- [Task requirements]
An exact reproduction of each record is required.

**** Dataset entries

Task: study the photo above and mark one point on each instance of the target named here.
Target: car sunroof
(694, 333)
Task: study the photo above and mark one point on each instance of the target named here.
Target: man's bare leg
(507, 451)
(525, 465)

********

- [Completed exercise]
Task: study the photo above and mark one point on each instance of the target named here.
Target: car sunroof
(694, 333)
Task: study the photo above and mark one point on each instance of the target named here.
Target: man's bare leg
(507, 451)
(525, 465)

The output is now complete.